━━━ Text segment ━━━

Calif. A.G. Obtains Record State Prison Sentence for Medi-Cal Fraud
California Attorney General Bill Lockyer has obtained a prison sentence of more than 18 years for a key player in an organized crime ring that reportedly defrauded California’s Medi-Cal system of more than $20 million. The sentence is the longest in California history for Medi-Cal fraud.
“This record sentence is the result of an intensive, five-year investigation into and prosecution of a sophisticated criminal operation that stole patient and physician identify information and submitted false claims in order to steal millions of dollars from the state’s Medi-Cal system,” Lockyer said. “It also illustrates the aggressive stance my office takes in prosecuting those who try to cheat a system that more than six million Californians rely on for vital health care.”
Orange County Superior Court Judge Kazuhiru Makino sentenced Tahir Saeed Sherani to 18 years and eight months in California prison. Sherani, 38, was convicted by an Orange County jury on January 6, 2004, on 21 felony counts, including identify theft, Medi-Cal fraud, grand theft, conspiracy and tax evasion. Sherani was ordered to pay criminal penalties of $5 million as well as $2.5 million in restitution to Medi-Cal and $903,000 in back taxes to the state.

━━━

## What the task requires
From the Medi-Cal fraud article, quote the part that opens with the words containing "Orange County Superior" and closes with "to the state.". None of the rows are needed for this work.

━━━ Data for review ━━━

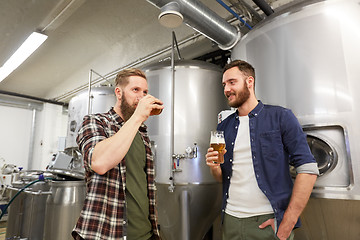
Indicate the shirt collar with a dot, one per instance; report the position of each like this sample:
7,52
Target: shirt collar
256,110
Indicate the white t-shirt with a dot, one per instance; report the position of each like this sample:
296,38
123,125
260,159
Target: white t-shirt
245,197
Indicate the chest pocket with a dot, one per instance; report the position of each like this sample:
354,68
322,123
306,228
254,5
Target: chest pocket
271,146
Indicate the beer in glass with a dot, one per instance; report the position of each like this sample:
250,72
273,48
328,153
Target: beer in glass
217,142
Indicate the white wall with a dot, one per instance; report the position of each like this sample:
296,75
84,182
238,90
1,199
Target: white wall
15,132
51,124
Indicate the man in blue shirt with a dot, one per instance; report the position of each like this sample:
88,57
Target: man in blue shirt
260,200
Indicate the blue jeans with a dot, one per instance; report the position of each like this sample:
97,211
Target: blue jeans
248,228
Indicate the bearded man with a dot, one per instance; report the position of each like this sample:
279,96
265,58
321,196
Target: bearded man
120,199
260,201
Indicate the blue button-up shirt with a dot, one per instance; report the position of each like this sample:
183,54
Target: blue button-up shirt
277,141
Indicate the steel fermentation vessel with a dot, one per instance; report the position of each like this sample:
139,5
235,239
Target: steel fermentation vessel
188,198
307,59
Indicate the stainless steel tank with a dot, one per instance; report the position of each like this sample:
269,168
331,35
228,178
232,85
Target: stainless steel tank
307,58
101,99
27,211
188,198
63,208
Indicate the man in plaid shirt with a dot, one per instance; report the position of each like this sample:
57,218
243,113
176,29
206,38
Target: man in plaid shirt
120,200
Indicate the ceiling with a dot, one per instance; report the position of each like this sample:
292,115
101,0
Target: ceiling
87,34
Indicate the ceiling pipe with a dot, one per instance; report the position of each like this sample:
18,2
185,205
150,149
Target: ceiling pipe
264,7
202,19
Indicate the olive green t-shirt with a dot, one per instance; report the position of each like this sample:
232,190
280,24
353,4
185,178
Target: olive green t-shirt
137,201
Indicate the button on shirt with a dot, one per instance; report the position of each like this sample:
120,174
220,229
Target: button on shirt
276,140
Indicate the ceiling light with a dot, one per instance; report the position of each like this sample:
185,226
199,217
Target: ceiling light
22,53
170,15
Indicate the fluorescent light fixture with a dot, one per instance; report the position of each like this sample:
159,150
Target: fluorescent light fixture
24,51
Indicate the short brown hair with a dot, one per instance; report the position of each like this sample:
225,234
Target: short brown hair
243,66
122,78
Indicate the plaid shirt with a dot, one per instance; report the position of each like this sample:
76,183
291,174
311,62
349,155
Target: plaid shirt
103,213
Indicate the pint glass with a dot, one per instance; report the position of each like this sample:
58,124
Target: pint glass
217,142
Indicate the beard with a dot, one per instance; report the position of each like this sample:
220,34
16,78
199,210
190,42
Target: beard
241,97
126,109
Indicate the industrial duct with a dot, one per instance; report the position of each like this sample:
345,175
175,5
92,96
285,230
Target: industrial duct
202,19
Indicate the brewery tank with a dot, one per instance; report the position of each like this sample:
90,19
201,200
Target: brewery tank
188,197
306,58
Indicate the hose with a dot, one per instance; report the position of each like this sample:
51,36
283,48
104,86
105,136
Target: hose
41,178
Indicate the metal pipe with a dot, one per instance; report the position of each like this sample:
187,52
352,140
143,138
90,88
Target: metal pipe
185,215
264,7
234,13
33,98
202,19
32,140
172,170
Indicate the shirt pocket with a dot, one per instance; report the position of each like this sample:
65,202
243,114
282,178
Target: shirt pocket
272,147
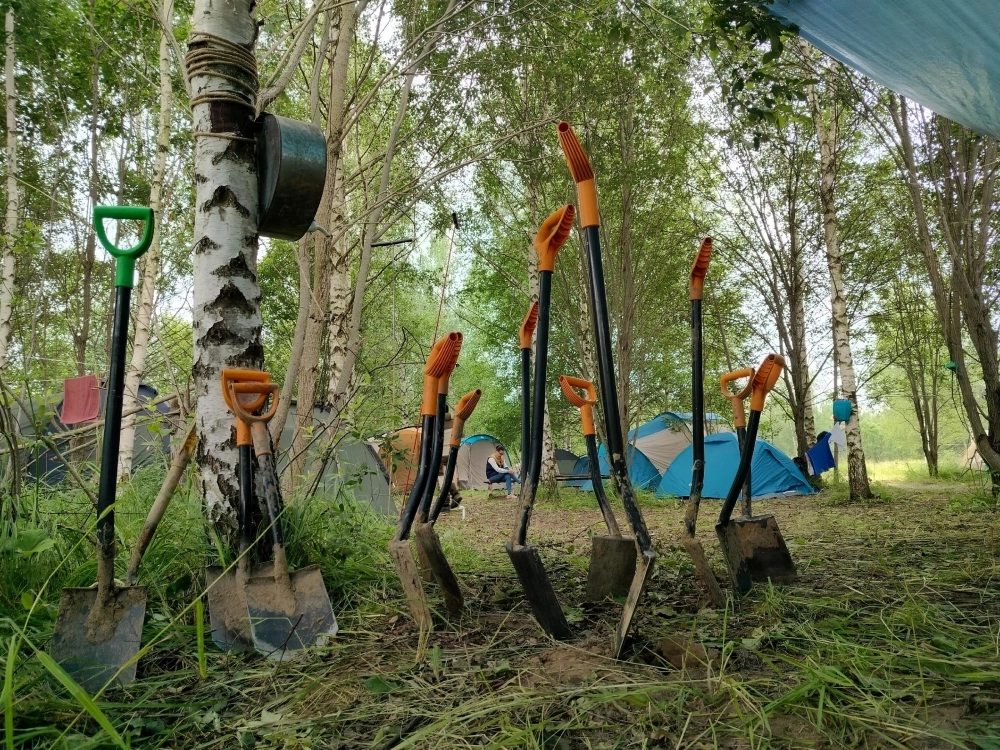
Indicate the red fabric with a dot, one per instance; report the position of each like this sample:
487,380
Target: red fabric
81,400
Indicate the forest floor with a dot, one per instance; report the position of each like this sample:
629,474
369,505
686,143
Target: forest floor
890,638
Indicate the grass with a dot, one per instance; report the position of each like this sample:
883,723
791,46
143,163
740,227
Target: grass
891,638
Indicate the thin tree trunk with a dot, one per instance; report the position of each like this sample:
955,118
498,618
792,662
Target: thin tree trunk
227,321
826,133
10,228
151,260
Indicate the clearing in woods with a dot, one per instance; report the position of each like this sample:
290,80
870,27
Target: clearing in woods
890,639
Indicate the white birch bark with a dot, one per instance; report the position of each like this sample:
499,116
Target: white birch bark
10,228
826,133
151,260
227,320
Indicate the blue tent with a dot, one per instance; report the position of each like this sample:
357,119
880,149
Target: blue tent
773,473
940,53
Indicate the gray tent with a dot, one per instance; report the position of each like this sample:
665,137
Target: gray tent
353,466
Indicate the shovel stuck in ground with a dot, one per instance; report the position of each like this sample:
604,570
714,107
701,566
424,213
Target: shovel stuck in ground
288,611
525,558
441,359
590,220
762,545
428,542
612,558
98,630
227,602
753,543
703,571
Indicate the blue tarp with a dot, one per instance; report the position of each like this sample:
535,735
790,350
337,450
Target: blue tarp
640,470
940,53
772,472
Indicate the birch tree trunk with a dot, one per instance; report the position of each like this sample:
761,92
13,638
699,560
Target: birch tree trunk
151,260
826,133
221,70
10,228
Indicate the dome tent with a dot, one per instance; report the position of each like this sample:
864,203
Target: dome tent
772,472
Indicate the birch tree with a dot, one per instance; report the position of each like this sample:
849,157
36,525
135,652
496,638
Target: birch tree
221,69
151,260
10,228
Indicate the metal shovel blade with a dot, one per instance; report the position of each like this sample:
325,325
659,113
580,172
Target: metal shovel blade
732,553
703,571
764,549
429,545
539,592
636,590
92,642
612,567
227,610
413,589
289,614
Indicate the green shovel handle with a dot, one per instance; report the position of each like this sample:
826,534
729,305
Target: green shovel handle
125,268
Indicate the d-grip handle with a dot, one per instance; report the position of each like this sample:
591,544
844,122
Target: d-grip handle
528,326
765,379
552,235
696,285
583,176
126,257
585,405
442,359
463,410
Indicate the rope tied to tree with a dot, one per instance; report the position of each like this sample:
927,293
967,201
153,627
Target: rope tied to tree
212,56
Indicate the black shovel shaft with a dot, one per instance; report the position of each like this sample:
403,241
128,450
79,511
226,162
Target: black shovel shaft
449,475
246,496
743,471
112,440
525,411
416,491
269,478
434,462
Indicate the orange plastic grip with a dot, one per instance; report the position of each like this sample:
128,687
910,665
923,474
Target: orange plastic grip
434,368
696,286
583,175
765,379
528,325
256,422
569,385
552,235
463,410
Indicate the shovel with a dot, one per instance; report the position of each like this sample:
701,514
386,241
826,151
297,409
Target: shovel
443,354
612,558
98,629
590,220
754,539
525,558
703,571
762,546
527,331
428,543
227,604
288,611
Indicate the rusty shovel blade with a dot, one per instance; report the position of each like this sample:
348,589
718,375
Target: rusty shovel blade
94,640
764,549
612,567
431,550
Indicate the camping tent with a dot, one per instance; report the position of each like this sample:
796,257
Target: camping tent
472,457
941,53
653,447
566,460
152,435
353,465
772,472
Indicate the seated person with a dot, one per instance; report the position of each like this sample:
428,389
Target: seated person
497,470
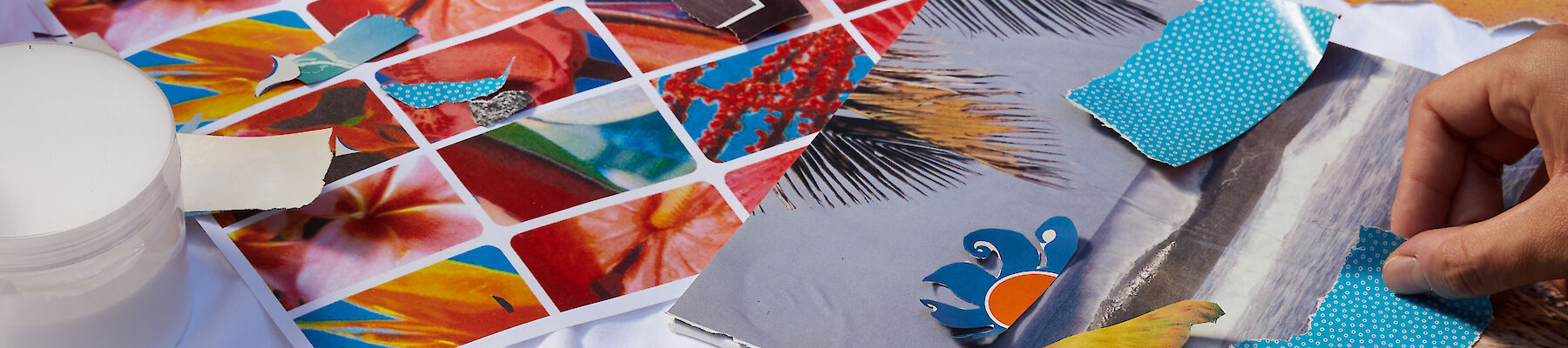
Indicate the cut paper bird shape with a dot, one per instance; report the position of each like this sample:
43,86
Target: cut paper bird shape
1003,298
353,46
438,93
1168,326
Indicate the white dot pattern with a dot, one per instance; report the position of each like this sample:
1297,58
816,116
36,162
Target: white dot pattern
1360,311
436,93
1213,74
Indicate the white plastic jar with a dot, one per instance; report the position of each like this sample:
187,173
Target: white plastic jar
91,232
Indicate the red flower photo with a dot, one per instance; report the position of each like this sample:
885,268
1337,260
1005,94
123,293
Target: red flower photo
629,246
355,232
752,184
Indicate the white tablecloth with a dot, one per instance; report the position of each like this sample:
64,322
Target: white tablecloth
226,314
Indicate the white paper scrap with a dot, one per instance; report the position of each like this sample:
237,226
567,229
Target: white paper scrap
233,173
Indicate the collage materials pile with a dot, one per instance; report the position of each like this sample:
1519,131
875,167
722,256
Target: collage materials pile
813,236
684,93
591,203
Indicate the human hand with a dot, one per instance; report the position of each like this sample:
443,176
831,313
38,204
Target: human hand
1463,129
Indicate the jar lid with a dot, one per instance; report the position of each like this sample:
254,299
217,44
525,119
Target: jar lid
82,134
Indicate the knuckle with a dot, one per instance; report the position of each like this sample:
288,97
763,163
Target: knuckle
1458,269
1558,30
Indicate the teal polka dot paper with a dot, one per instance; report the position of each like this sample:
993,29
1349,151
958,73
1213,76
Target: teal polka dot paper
436,93
1213,74
1360,311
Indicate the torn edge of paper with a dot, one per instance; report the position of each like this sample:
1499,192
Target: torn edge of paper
1112,96
772,15
705,334
1338,317
711,15
353,46
234,173
96,43
1501,16
438,93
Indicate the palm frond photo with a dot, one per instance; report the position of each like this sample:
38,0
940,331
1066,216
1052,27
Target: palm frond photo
1034,17
911,129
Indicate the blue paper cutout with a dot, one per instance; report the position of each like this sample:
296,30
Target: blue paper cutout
1360,311
1018,256
1213,74
355,44
436,93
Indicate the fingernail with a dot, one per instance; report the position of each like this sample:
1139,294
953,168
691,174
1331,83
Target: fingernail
1403,275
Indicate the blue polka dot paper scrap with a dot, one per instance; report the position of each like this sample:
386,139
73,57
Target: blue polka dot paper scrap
1213,74
1360,311
436,93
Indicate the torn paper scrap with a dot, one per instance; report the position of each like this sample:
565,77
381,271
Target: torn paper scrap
436,93
1166,326
1497,13
1004,297
96,43
234,173
719,13
499,107
772,15
1360,311
1213,74
353,46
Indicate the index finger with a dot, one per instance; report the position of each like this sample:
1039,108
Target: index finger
1474,107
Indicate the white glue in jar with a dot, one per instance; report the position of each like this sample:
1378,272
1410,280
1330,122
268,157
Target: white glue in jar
91,232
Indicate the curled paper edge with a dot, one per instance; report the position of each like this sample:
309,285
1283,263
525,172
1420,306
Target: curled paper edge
234,173
96,43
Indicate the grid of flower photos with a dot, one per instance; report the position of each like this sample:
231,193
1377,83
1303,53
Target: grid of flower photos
648,142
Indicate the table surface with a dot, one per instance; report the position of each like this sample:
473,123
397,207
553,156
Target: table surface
226,314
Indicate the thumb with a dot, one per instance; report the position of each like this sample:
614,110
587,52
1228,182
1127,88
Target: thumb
1524,244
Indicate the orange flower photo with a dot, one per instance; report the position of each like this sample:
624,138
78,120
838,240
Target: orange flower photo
631,246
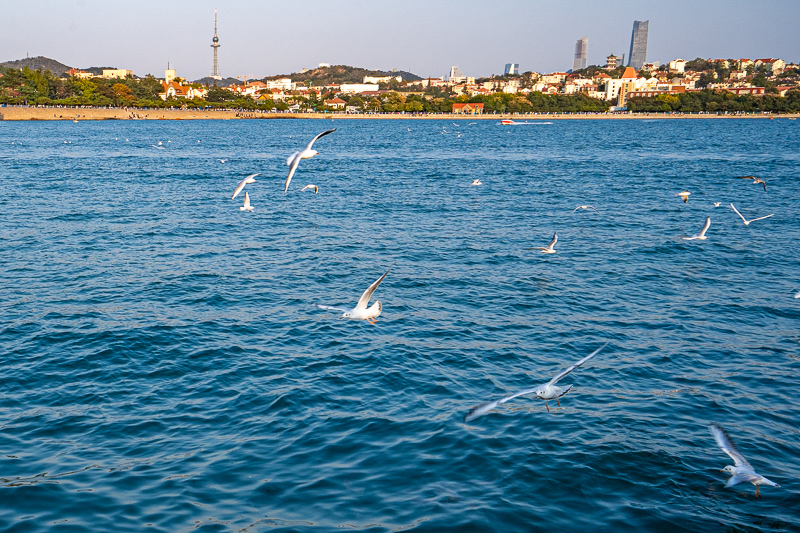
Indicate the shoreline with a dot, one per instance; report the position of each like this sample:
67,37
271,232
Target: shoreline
23,113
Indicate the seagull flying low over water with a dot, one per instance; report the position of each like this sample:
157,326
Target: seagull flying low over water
246,206
702,235
548,391
755,180
741,470
747,222
248,179
361,311
550,248
307,153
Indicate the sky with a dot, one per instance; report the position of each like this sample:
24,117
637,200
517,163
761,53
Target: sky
261,38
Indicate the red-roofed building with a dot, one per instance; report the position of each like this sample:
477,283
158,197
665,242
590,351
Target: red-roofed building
467,109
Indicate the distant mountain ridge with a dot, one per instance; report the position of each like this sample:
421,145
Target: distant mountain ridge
342,74
38,63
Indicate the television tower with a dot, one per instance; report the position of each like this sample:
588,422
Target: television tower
215,45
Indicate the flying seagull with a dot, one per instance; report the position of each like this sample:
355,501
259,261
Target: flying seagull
361,311
248,179
702,235
246,206
548,391
741,470
747,222
550,248
294,159
755,180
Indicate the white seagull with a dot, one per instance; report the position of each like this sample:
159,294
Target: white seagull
747,222
550,248
702,235
361,311
294,159
548,391
740,470
246,206
248,179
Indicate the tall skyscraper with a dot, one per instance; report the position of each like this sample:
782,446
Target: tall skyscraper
215,45
638,54
455,73
581,54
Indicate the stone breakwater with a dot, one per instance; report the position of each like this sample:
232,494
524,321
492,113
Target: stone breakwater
69,113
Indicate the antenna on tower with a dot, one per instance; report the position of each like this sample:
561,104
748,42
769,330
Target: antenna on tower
215,45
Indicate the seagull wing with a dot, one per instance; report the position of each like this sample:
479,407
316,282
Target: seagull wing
705,227
485,407
294,163
738,213
364,300
324,133
727,445
576,365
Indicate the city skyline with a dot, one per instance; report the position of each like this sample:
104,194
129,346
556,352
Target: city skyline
258,42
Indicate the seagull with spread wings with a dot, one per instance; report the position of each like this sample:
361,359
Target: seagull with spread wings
361,311
548,391
741,470
307,153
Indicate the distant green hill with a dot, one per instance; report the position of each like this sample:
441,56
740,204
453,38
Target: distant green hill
341,74
38,63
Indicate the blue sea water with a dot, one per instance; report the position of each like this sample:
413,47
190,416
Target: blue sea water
163,367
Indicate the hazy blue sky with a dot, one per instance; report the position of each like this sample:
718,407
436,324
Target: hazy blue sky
266,37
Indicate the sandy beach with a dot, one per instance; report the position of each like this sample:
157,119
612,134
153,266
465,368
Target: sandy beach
64,113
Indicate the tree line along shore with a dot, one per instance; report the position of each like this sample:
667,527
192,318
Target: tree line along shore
141,97
21,113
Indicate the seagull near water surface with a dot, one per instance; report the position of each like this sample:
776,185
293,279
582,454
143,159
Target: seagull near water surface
246,206
747,222
702,235
307,153
550,248
741,470
248,179
756,180
361,311
548,391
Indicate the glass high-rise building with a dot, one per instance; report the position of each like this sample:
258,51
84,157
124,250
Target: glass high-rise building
638,54
581,54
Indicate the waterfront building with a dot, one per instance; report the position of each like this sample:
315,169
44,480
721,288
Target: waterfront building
467,109
581,60
215,45
116,73
612,62
638,53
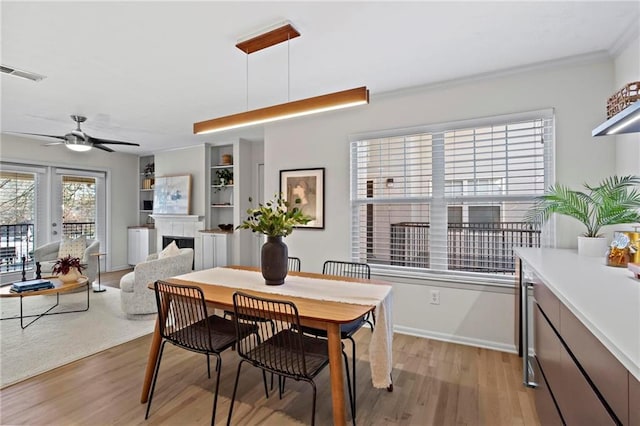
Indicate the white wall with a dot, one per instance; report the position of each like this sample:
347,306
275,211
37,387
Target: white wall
123,194
465,314
627,69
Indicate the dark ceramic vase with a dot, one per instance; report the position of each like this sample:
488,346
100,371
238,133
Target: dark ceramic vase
274,261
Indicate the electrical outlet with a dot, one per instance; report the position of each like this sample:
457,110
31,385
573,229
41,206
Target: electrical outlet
435,297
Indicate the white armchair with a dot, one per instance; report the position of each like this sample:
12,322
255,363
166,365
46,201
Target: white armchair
47,255
135,296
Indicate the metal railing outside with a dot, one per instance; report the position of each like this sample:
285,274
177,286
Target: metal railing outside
77,229
17,241
476,247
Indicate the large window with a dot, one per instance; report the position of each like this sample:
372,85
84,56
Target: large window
450,198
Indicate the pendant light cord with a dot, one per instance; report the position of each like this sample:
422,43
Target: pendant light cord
247,72
288,68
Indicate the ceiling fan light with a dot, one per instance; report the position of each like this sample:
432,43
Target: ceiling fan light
75,143
78,147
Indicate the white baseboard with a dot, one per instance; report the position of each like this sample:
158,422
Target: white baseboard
469,341
119,268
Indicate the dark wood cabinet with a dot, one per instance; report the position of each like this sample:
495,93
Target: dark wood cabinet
579,381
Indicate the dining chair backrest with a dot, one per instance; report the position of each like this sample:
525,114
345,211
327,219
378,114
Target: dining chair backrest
294,264
346,269
281,348
182,316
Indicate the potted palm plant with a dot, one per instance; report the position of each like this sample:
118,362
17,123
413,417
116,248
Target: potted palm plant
275,219
613,201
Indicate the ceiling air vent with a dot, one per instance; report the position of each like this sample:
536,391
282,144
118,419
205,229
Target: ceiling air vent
20,73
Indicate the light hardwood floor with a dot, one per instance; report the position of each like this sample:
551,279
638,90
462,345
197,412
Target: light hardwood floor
435,383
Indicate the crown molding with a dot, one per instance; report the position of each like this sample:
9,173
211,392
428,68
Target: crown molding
490,75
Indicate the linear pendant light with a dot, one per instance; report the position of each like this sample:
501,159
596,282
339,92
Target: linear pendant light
332,101
337,100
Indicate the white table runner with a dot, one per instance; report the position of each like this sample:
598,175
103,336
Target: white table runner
380,347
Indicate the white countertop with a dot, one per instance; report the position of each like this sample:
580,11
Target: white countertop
606,299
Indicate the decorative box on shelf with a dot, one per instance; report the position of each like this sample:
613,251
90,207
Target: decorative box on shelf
623,98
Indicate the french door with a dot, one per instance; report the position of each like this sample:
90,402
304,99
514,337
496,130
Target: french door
43,204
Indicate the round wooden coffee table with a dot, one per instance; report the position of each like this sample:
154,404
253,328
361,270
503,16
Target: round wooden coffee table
58,287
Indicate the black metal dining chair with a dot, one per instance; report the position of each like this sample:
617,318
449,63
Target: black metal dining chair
285,351
184,322
353,270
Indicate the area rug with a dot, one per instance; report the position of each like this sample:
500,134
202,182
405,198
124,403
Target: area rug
56,340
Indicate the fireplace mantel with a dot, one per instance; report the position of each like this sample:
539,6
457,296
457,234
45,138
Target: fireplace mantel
176,217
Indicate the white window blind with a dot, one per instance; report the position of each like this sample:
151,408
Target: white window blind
450,199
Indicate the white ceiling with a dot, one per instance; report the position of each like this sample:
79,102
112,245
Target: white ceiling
146,71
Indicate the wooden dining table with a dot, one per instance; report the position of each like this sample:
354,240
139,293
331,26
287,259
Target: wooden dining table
323,314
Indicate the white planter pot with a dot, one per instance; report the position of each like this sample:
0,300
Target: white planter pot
592,246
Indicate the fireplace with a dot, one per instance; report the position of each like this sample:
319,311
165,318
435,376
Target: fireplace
181,242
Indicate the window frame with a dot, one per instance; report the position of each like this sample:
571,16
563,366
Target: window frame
547,235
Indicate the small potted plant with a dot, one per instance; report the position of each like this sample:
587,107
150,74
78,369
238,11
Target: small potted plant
275,219
225,177
614,201
68,268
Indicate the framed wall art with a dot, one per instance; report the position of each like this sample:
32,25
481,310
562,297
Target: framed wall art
171,194
307,186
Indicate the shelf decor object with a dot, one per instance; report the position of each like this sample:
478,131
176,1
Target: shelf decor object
332,101
623,112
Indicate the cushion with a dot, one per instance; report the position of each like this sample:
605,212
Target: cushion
73,247
170,250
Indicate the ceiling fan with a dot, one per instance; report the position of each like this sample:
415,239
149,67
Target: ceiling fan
77,140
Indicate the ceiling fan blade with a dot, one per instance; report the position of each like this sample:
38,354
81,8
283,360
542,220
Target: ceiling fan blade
98,140
104,148
40,134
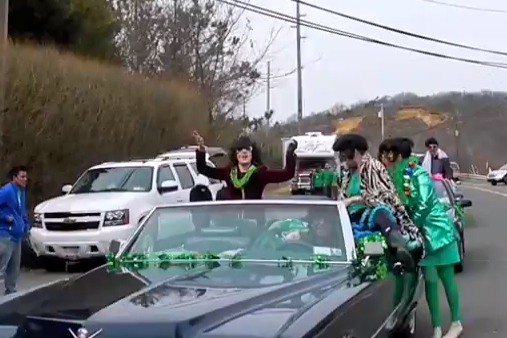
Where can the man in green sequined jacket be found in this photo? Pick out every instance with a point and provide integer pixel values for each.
(415, 190)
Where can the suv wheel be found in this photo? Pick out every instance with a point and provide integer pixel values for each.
(458, 267)
(408, 331)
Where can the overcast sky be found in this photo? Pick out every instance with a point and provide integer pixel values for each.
(342, 70)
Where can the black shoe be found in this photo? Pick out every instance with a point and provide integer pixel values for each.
(405, 258)
(395, 239)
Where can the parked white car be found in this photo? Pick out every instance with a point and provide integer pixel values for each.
(108, 202)
(499, 175)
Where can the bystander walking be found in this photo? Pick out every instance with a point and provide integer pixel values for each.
(13, 226)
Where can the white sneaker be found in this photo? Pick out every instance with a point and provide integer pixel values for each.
(437, 332)
(455, 330)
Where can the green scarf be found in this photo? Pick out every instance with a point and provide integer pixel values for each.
(240, 183)
(396, 172)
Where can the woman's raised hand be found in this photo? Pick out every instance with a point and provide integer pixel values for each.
(198, 140)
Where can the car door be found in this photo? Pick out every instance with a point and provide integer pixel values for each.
(166, 173)
(185, 178)
(368, 313)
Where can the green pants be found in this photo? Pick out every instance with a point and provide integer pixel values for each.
(446, 274)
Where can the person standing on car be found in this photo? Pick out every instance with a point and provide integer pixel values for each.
(13, 226)
(417, 193)
(436, 160)
(371, 199)
(247, 177)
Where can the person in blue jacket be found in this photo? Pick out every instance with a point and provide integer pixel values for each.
(13, 226)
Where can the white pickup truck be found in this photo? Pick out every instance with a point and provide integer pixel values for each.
(108, 201)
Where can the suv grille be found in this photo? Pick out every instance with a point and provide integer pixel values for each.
(70, 214)
(76, 226)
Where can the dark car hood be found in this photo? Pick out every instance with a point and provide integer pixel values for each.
(121, 302)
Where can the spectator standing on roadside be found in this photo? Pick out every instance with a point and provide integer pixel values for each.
(436, 160)
(13, 226)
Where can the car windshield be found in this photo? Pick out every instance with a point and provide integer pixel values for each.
(314, 163)
(133, 179)
(260, 232)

━━━

## Result of the task
Orange County Superior Court Judge Kazuhiru Makino sentenced Tahir Saeed Sherani to 18 years and eight months in California prison. Sherani, 38, was convicted by an Orange County jury on January 6, 2004, on 21 felony counts, including identify theft, Medi-Cal fraud, grand theft, conspiracy and tax evasion. Sherani was ordered to pay criminal penalties of $5 million as well as $2.5 million in restitution to Medi-Cal and $903,000 in back taxes to the state.